### Exercise
Count the lines in the records below that contain the string "truck". Give only the number.

Object position labeling records:

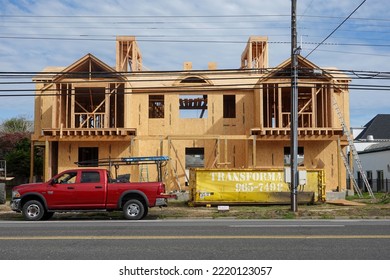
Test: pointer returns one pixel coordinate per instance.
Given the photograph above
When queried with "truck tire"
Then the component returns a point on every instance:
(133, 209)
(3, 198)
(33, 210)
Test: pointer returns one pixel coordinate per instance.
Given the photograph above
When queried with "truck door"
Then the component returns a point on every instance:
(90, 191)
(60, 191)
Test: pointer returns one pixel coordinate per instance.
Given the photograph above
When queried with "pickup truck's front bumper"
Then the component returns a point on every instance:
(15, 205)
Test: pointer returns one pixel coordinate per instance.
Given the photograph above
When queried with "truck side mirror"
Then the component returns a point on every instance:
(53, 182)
* * *
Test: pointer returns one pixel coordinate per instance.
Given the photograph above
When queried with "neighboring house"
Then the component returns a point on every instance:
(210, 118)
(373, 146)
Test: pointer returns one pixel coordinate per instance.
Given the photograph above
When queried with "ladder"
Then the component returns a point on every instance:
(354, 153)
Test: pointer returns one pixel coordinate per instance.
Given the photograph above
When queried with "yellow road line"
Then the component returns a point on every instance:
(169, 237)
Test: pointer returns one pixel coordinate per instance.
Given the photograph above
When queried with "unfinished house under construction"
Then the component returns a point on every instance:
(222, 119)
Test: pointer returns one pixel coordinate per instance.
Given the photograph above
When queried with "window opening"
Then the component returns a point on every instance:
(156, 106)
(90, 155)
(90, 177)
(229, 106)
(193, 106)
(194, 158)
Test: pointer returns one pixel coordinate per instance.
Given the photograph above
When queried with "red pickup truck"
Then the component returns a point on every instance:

### Answer for the task
5